## Problem a
Select and copy every line of the rows that contains the string "pile", matching case exactly.
----- Supplied passage
MVP Review: User Auth

Wonderful work on User Auth, Nikki! I have a few comments below, but these can be addressed after Friday. Let me know if you have questions!

User Auth

Functionality

  • The main button with logo should link to /
  • Has working demo login
  • Smooth, bug free navigation

Before Login

  • The /login page should not display a link to Log In. Same for /signup
  • Going to a random route /#/oweiniouewbrviuwebv should redirect or display a 404 page
  • Errors should display for both /signup and /login.
    • Errors display beautifully for the email page and the login-password form!
    • However, for the signup-password form, if I only fill out the password and leave out the user name, I'm taken to a blank white page and there are errors in the console: this.props.errors.map is not a function. This is usually a sign that there was some 500-level error thrown on the back end, and your frontend code (errors reducer and React component) can't handle the 500-level error. As with any 500-level server error, check your server log for more info.
  • Errors should clear when moving between /signup and /login.
  • Can sign up a user
  • Can sign in as a user
  • Can log out a user
  • Can't sign up with the same username/email
  • Pressing enter after filling out the session form should use the form data, not the demo user

After Login

  • Should not be able to visit any of the frontend urls used for signing up or logging in: /email or /login-password or email-password
    • You can use your route_utils to achieve this behavior; these should all be AuthRoutes
  • Should be able to refresh the page and still be logged in

Style

  • The site should look exactly like the actual site
    • Styling is magnificent - really on point! I know we talked about how Yummly's signup process is a little weird and doesn't ask for a password right away; it's totally ok to deviate from that and the fix you chose (simulating the two-page signup process and adding the password field to the "How should we call you page") is perfect
  • All relevant elements should have cursor: pointer on hover
  • When errors are displayed, most elements should not move around the page (particularly input boxes)

Design Doc Review, Part 1: MVP list

Hi Nikki, I love your app choice and name - it looks like it will be a fun app to clone with lots of cool features to work on. Kudos on the hard work you put into your design docs as well!

We'll meet 1:1 today to 1) go over any questions you have about my feedback or the fullstack workflow, 2) iron out the MVP list, 3) discuss any suggested prep for over the weekend.

Below are my comments on your MVP list. I'll be sure to provide more detailed feedback on the rest of your design documents during our meeting and also in written form by tomorrow morning.

Wiki Page Home

  • Is the first page you see upon entering the wiki
  • Contains a welcome message
  • Contains a link/placeholder for a link to the live page
  • All links in the right sidebar should contain each wiki page and link to the correct page
  • Correctly formatted
    • each wiki page is listed in bullet points
    • all links route the correct page

Comments

  • Looks good! Just need to add a placeholder for a link to the live page (which you'll ultimately update with actual link when you push your app to production for the first time on Monday evening)

MVP List

  • Should have 7 MVPs.
    • 3 of those are User Auth, Heroku, and Production README.
    • The other 4 are from the MVP List or they have clarified them with you
  • Contains a description sentence of the app
  • Includes two to three detailed bullets on functionality and presentation of feature
  • At least one CRUD feature, which states what CRUD operations are planned (creation, reading, updating, deletion)
----------
----- Record extracts
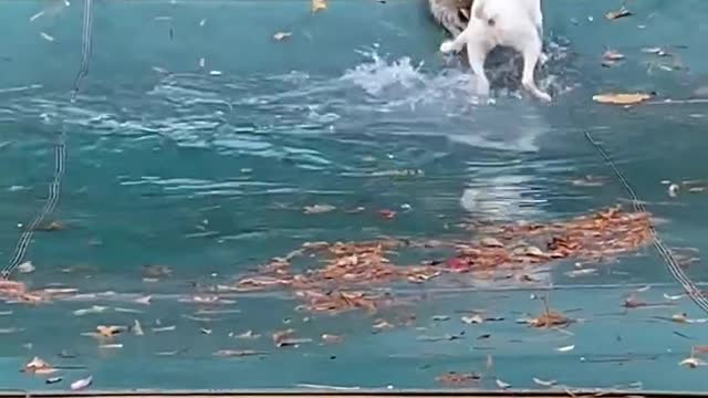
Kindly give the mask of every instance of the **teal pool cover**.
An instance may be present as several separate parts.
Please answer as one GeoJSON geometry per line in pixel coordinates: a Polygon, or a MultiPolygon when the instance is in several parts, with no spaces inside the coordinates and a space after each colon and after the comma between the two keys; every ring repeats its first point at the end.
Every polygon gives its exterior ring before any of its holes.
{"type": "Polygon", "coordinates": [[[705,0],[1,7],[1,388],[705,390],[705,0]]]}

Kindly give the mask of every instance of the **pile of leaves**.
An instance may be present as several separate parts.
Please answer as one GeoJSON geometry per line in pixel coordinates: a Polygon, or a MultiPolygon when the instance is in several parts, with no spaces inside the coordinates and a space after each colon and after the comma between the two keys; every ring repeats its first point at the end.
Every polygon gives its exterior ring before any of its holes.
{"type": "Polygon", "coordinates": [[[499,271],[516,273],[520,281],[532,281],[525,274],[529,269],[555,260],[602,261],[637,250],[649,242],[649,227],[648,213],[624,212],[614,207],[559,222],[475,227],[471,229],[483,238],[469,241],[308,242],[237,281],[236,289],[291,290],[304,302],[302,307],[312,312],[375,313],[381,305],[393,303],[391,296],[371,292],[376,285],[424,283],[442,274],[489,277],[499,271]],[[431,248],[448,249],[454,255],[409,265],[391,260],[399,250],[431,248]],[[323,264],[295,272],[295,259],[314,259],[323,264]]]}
----------
----- Record extracts
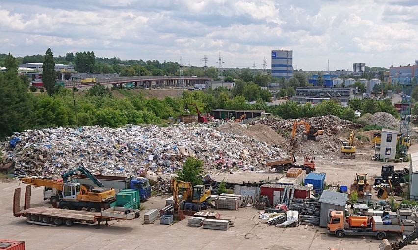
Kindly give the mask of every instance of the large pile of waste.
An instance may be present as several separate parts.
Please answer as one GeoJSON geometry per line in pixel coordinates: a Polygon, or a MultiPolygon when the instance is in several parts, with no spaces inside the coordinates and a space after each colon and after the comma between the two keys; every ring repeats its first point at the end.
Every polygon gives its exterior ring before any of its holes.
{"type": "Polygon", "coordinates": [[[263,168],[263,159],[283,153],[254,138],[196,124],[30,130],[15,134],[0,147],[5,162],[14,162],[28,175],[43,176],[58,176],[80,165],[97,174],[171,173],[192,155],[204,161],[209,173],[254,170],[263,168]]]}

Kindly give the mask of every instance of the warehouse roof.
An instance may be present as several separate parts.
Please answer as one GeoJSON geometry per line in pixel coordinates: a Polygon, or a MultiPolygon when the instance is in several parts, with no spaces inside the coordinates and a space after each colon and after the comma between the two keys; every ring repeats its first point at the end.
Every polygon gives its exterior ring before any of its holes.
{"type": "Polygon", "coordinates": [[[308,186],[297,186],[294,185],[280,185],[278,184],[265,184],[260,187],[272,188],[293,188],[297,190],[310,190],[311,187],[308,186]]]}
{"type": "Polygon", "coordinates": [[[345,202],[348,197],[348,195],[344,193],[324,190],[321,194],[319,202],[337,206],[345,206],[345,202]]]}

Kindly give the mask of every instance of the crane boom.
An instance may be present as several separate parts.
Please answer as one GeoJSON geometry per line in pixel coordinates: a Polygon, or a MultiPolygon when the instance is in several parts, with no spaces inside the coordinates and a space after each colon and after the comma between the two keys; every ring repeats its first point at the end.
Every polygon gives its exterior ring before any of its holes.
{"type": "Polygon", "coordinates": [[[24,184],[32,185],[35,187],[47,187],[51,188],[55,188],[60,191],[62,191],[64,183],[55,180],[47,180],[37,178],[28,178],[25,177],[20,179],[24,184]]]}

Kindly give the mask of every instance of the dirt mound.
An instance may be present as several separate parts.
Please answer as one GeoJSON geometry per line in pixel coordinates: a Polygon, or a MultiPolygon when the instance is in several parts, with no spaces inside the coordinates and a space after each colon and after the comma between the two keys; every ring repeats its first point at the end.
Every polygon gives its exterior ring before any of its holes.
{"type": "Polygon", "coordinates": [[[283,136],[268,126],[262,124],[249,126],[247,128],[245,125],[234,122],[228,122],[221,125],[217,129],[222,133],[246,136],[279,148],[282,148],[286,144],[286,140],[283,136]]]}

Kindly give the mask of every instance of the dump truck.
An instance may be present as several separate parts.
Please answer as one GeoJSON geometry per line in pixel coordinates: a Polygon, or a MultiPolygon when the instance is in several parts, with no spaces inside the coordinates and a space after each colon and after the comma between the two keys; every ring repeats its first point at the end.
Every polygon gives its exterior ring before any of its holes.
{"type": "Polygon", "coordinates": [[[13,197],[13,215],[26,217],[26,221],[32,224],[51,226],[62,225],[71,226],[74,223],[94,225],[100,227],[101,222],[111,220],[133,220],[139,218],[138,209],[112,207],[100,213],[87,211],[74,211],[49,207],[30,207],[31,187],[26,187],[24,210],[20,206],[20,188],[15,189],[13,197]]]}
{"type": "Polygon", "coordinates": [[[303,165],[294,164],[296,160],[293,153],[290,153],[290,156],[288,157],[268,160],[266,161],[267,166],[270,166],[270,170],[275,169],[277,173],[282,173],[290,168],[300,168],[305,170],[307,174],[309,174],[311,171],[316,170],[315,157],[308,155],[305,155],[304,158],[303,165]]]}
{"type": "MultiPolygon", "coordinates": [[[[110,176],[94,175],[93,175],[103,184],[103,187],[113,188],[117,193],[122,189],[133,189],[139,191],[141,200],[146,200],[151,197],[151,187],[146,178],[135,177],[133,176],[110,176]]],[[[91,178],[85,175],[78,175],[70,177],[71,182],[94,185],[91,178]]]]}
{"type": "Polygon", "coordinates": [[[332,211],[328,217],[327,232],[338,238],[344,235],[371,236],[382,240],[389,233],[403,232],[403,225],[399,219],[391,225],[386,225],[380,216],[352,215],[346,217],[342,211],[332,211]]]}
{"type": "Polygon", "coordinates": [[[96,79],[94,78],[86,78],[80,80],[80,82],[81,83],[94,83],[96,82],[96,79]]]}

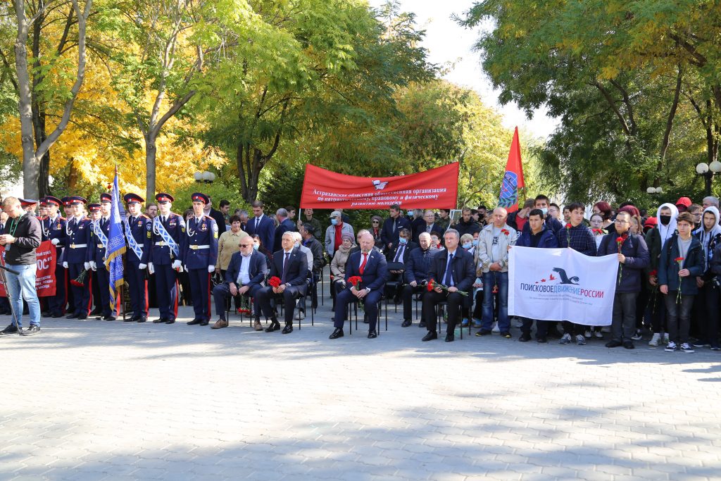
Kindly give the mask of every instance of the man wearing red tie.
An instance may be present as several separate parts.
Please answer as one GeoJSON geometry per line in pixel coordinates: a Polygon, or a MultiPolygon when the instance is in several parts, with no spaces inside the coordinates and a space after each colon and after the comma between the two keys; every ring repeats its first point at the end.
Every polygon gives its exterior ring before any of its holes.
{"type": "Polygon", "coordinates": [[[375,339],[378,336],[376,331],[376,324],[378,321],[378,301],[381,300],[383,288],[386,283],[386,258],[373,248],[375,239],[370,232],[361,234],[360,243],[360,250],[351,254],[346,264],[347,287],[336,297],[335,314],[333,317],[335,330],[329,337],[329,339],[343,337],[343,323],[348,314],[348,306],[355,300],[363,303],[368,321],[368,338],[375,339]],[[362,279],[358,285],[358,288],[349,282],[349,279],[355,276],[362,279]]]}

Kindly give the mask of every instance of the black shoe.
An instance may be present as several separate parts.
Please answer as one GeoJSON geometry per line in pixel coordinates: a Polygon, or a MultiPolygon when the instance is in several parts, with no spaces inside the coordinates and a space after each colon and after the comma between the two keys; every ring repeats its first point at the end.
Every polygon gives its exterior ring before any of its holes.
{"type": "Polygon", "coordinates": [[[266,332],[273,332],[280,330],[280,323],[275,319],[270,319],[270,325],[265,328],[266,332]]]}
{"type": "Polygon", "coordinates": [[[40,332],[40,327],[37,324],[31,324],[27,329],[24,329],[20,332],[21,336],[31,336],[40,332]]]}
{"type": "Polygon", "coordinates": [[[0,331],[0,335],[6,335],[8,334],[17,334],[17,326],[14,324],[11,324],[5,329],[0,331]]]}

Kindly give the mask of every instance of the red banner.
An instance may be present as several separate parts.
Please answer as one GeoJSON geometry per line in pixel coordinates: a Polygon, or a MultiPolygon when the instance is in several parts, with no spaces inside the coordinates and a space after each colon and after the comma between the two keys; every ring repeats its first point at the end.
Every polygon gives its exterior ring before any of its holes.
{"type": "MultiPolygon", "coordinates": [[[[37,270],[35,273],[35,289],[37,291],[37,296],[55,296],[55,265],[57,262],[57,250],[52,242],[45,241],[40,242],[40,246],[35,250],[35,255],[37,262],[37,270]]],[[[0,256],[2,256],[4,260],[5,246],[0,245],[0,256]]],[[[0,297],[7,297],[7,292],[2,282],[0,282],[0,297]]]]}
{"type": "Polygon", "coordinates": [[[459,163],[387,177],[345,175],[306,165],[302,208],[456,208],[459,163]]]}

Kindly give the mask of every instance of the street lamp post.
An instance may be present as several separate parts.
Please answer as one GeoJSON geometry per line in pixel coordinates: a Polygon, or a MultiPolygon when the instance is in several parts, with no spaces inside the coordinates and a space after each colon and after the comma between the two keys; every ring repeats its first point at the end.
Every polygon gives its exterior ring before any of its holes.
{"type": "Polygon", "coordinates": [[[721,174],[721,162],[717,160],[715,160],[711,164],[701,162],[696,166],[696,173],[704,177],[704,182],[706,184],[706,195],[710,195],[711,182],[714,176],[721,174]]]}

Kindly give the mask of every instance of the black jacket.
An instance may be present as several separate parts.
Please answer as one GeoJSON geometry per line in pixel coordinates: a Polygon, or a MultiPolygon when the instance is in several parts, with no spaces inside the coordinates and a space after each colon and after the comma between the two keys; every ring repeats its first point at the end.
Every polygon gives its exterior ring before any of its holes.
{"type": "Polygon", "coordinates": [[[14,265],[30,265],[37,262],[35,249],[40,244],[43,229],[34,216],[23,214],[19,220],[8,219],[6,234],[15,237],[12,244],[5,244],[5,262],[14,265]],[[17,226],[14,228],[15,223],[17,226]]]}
----------
## Problem b
Extend the project review notes, picking up after their final line.

## Task response a
Kindly give the mask of every instance of the **pile of leaves**.
Kindly give the mask of every instance of the large pile of waste.

## Task response b
  • Estimates how long it will take the code each MVP
  • Correctly formatted
    • MVPs are listed in an ordered list
    • Each MVP is broken down into bullet points

Comments

  • These are some really cool features you've listed out, but it's more than can fit into the initial 10-day fullstack project sprint. Narrow down the list to 7 core MVPs (4 besides user auth, hosting on Heroku, and production README). Indicate which MVPs will be your bonuses. Finally, some of the listed MVPs can be further broken down into smaller and more "atomic" features. (Each MVP should focus on one main piece of functionality.) More specific recommendations below ...

  • I recommend making Recipes your first feature after user authentication. Even though this is a read-only feature (users can browse recipes but can't create / update / delete them), this is a significant step in getting your app set up. Users first need to be able to view recipes before they can search for them, filter them, or save / favorite them.

    • This may take a bit more work than you'd expect.
      • First: the seeding will be important. You'll need to select a variety of recipes (I suggest 10 to start, and more after the initial 10-day sprint).
      • You'll need to setup an ingredients table and seed it with all the ingredients that are in the recipes that you choose to seed your DB with.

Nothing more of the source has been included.